* [WORK TO COMPLETE]: Whenever a line below holds the word "query", copy that line.
□ □ □
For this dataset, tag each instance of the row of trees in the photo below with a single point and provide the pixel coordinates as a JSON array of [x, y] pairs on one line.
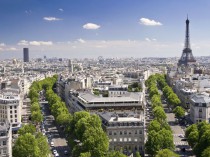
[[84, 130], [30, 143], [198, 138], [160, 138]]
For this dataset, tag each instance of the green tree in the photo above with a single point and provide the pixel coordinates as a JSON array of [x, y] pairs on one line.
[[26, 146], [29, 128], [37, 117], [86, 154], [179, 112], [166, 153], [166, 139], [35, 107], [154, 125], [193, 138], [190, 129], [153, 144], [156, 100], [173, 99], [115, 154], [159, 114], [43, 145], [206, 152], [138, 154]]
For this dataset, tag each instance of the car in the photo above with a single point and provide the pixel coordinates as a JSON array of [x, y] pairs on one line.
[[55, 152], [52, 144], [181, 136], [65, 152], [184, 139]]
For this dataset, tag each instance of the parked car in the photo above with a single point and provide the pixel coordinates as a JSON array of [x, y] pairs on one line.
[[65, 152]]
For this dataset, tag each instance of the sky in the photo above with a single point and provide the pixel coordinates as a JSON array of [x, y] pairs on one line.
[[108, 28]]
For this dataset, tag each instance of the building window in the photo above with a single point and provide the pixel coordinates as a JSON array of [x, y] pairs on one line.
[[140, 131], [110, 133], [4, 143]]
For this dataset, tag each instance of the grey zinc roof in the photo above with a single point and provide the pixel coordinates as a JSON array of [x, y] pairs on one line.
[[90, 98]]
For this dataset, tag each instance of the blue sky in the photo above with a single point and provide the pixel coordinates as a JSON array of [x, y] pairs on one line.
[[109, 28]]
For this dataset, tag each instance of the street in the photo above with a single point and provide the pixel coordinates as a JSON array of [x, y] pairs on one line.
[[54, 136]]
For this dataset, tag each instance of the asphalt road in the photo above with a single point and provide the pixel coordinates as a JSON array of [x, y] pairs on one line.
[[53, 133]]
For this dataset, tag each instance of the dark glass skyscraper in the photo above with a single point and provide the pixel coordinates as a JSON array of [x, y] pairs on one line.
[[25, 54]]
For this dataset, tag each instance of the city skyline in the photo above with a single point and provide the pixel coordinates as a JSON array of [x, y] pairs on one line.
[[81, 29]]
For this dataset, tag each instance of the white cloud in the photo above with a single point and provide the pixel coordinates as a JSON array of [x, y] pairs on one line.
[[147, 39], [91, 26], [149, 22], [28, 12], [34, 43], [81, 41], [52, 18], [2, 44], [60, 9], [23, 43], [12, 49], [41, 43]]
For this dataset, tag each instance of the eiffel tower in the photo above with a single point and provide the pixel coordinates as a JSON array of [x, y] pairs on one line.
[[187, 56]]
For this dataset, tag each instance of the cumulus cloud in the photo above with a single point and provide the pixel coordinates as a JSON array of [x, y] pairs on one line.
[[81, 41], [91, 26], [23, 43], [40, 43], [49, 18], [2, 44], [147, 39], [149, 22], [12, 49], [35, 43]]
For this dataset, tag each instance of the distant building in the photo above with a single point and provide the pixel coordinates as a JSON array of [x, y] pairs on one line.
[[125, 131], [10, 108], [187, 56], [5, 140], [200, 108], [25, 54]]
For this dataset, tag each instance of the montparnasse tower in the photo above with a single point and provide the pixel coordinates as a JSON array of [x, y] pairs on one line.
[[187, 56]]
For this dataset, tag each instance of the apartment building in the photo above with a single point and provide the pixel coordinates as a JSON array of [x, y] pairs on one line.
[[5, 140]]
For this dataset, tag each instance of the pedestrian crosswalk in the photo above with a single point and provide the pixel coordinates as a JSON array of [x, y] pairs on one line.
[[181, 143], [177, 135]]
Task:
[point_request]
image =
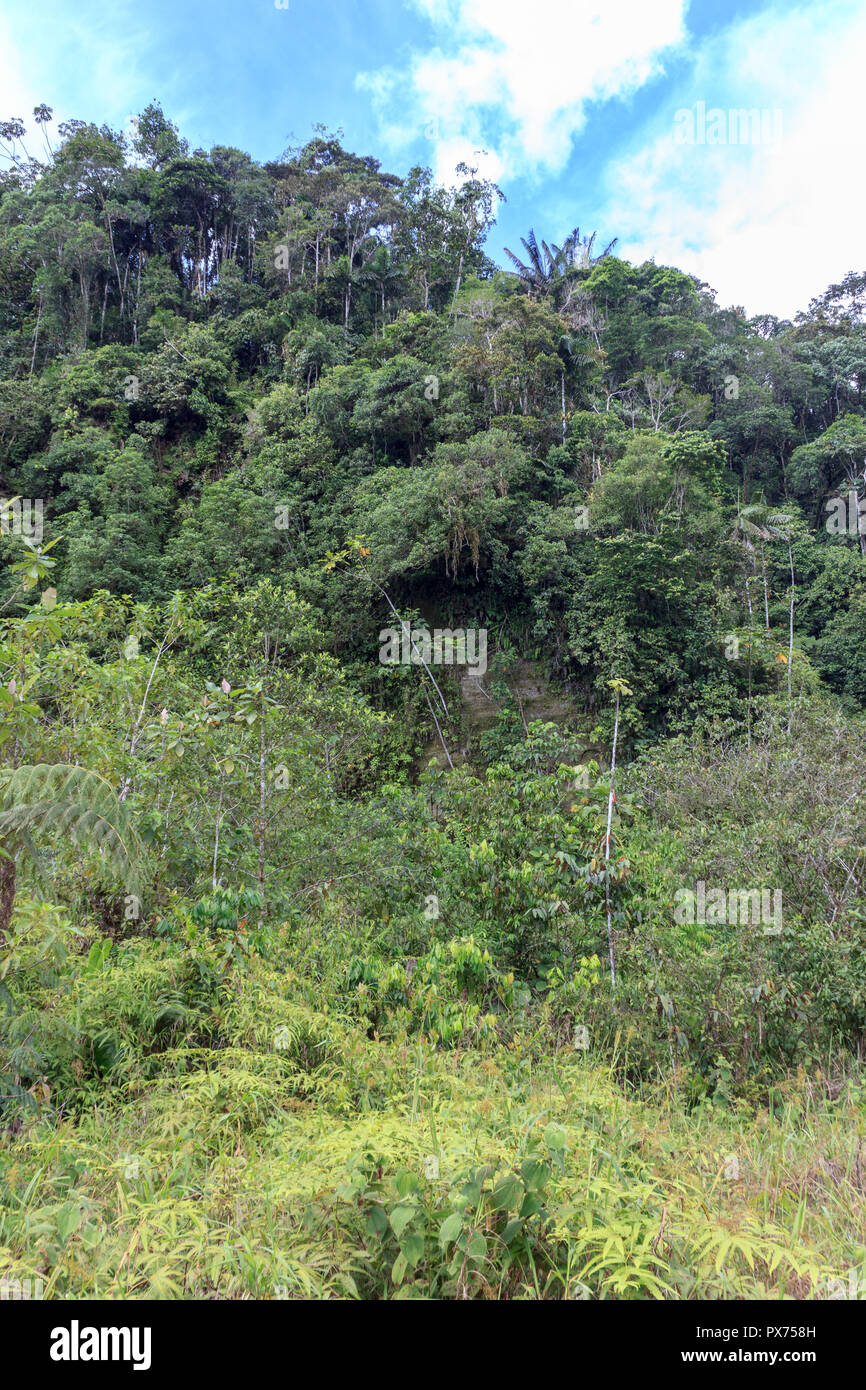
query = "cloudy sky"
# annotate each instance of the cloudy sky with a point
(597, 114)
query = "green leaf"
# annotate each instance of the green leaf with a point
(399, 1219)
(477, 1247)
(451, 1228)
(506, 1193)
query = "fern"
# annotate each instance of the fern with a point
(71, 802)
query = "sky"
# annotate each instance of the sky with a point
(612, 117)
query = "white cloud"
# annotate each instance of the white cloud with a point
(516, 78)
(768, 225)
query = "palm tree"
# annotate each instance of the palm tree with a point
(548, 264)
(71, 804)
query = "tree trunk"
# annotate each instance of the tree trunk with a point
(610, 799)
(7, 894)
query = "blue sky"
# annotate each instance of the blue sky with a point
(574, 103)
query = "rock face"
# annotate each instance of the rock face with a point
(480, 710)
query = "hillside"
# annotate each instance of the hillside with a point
□ □ □
* [WRITTEN SOLUTION]:
query = "cloudy sky"
query = "green leaf"
query = "fern"
query = "sky"
query = "white cloud"
query = "palm tree"
query = "tree trunk"
query = "blue sky"
query = "rock face"
query = "hillside"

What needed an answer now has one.